---- TEXTO

EN EL MISTERIO DE CRISTO PACIENTE, 20 de Marzo

«¡Oh Cristo, que padeciste por nosotros y nos dejaste ejemplo para que siguiéramos tus pasos!» (1 Pe 2, 21).

1. — «Yo, como cordero manso, llevado al matadero, no sabía los planes homicidas que contra mí planeaban: «Talemos el árbol en su lozanía, arranquémoslo de la tierra vital, que su nombre no se pronuncie más»» (Jer 11, 19). Jeremías, buscado a muerte por sus conciudadanos, es figura de Cristo perseguido, «el Cordero de Dios» —como un día le saludaría el Bautista— conducido al matadero para quitar los pecados del mundo (Jn 1,  29).  Pero mientras Jeremías ignora la conjura que contra él se trama, Cristo conoce perfectamente la que se trama contra él. La pasión que le espera no es para él un imprevisto, sino una libre y consciente inmolación a la voluntad del Padre: «Nadie me quita la vida, sino que yo la entrego libremente. Tengo poder para entregarla y tengo poder para recuperarla: Este mandato he recibido de mi Padre» (Jn 10, 18). Con estos sentimientos va Jesús al encuentro de su pasión, y se ofrece a ella como un cordero manso que no recalcitra, que no se niega. Su padecer es mucho más que un sufrir pasivo: es una aceptación espontánea, amorosa, fundada en el conocimiento de la resurrección. Y sin embargo, es un padecimiento real que le atormenta el espíritu y los miembros.

El Hijo de Dios ha venido al mundo y ha salvado a los hombres asumiendo su naturaleza pasible, con  la que ha expiado sus pecados y ha santificado, sufriendo, todo el dolor de la humanidad. Para encontrarse con él, los hombres deben, a su vez, aceptar el padecimiento. Pero el padecer del cristiano no puede resolverse en una paciencia resignada, algo así como  forzada porque no se puede evitar. A imitación de la de Cristo, la paciencia cristiana es una libre aceptación de lo que en la vida crucifica, en amorosa conformidad con la voluntad de Dios. Por medio de esta adhesión voluntaria, el cristiano se asemeja a Cristo paciente, y su padecer se hace participación en el misterio de Cristo. La paciencia, así entendida, no envilece al hombre, no le convierte en esclavo de situaciones dolorosas de las que no sabe o no puede liberarse, sino que le hace capaz de abrazar voluntariamente todo el sufrimiento que Dios permite en su vida, con una positiva disposición de amor, de unión a Cristo crucificado y resucitado.

--------
---- DATOS PROPORCIONADOS

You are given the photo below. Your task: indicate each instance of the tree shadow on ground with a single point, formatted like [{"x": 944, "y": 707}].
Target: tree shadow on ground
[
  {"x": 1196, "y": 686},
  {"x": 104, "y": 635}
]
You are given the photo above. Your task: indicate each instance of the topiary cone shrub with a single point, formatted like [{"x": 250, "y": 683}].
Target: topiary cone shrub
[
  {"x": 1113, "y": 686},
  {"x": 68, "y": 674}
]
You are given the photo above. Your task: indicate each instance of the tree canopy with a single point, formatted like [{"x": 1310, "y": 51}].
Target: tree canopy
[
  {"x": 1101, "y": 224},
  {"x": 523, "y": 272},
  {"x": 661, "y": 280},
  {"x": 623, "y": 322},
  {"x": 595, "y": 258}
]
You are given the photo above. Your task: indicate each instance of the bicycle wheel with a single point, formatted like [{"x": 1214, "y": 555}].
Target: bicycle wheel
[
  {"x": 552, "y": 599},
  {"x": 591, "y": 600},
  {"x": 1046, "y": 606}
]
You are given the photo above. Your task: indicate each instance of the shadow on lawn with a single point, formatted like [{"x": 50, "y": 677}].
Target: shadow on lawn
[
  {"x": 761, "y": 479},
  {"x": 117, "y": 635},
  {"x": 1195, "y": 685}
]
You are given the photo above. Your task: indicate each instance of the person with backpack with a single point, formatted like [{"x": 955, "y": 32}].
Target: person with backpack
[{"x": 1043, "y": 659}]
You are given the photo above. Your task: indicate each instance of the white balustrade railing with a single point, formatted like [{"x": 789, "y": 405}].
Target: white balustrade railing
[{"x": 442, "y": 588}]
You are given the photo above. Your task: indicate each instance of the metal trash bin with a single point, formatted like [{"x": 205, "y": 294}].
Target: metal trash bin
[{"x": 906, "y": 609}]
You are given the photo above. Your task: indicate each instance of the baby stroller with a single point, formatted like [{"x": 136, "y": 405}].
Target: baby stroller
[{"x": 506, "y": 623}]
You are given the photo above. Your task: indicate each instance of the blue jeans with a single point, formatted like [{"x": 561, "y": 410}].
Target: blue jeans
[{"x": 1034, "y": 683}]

--------

(INSTRUCCIONES)
1. En el texto sobre Cristo paciente, ¿de quién es figura Jeremías, perseguido a muerte por sus conciudadanos?
2. Prosigue el texto sobre Cristo paciente a partir de su última oración.

(RESPUESTAS EN ORDEN)
1. Es figura de Cristo perseguido.

2.
2. — «Estad alegres cuando compartís los padecimientos de Cristo —dice san Pedro— para que cuando se manifieste su gloria reboséis de gozo» (1Pe 4, 13). La conciencia de participar en la pasión del Señor le hace valiente al cristiano, sereno y hasta alegre en sus tribulaci0nes No es el suyo un padecer sombrío, desesperado, sino fortalecido e iluminado por la esperanza. Esas mismas situaciones dolorosas que no tienen una solución humana, hallan apoyo y explicación en el misterio de Cristo, el cual une íntimamente a sí a todos cuantos pasan a través de su pasión. De este modo, el sufrimiento de los inocentes deja de ser un absurdo, para convertirse en la semejanza al Inocente crucificado.

Desde esta perspectiva, la paciencia cristiana no es tanto una virtud moral, cuanto la exigencia de participar en el misterio de Cristo. El que no entra en el misterio de su pasión y de su muerte, tampoco entra en el  de  su resurrección. Y mientras que la vida eterna será la plenitud de la resurrección de Cristo, la  vida terrena  no es más que su preludio, predominando en ella la inmersión en el sufrimiento y en la  muerte del Señor. Sin embargo, aun en el tiempo, la resurrección está ya actualizada en virtud de la vida divina de la que Cristo hace participar a cuantos fueron bautizados en su  muerte y a ella se asemejaron.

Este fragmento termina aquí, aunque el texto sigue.